After a tragedy as horrific as the Parkland shooting, many among us wonder, “Where is our God?” A great friend of mine, aka, “Curmudgeon”, posed just such a question in one of his morning emails. With his permission, I share it with you, as well as my reply:

I have been thinking a lot recently about the religious implications of the recent Parkland shooting. This in part was stimulated by watching a recent spot on TV showing Billy Graham looking heavenward, and saying, with all the emotion he could muster, over and over, “Jesus loves you… Jesus loves you.” I thought to myself, “How could this be? How could He allow those innocent children at Parkland and Sandy Hook to be slaughtered if he ‘loved’ them?”

Christians will always retort, “The Lord works in mysterious ways.”

Well, that sure is a mysterious way in my book. If God wanted those children to be with him in heaven, then why not simply ascend them into heaven as was done with Jesus, so sayeth the Bible?

Anyway, I do not put these things forth as a challenge to you or your religious faith or beliefs. I thought to myself that this subject might provide a backdrop for one of your blog posts? I am sure that I am not the only one who has had these thoughts cross their minds. To me these horrible events simply do not mesh with the miracles recited in the Old and New Testaments.

-*-

_Exercise description_. Please state what Billy Graham says over and over in the TV spot described in the text on the Parkland shooting.

Dataset records:
-*-

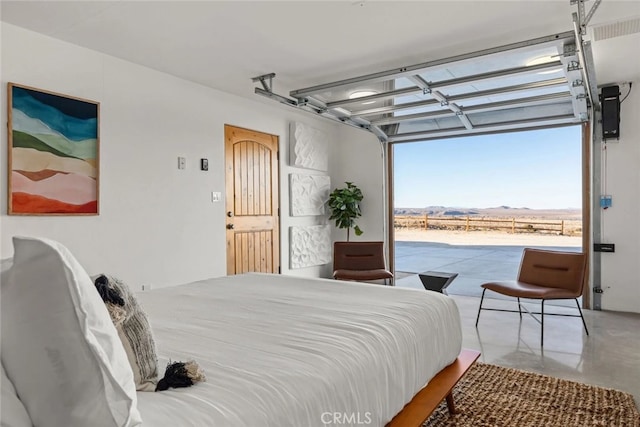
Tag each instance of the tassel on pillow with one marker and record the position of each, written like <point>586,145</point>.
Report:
<point>136,337</point>
<point>181,374</point>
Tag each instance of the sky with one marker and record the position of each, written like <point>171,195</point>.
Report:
<point>536,169</point>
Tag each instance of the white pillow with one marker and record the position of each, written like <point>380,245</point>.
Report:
<point>59,345</point>
<point>12,413</point>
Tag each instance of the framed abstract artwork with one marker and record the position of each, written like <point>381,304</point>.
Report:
<point>53,153</point>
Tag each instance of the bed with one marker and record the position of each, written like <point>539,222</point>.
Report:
<point>282,350</point>
<point>277,350</point>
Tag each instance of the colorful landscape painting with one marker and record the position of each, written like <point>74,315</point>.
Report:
<point>53,153</point>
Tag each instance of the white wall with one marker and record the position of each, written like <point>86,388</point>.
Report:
<point>620,223</point>
<point>358,159</point>
<point>157,224</point>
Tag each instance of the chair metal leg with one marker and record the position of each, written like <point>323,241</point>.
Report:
<point>542,324</point>
<point>480,308</point>
<point>582,317</point>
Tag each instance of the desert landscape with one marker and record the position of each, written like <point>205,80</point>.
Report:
<point>501,220</point>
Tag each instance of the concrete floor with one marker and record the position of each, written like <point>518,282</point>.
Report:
<point>608,357</point>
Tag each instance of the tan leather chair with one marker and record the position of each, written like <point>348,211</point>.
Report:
<point>544,275</point>
<point>360,261</point>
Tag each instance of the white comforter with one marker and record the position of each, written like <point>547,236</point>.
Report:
<point>287,351</point>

-*-

_Answer box_. "Jesus loves you."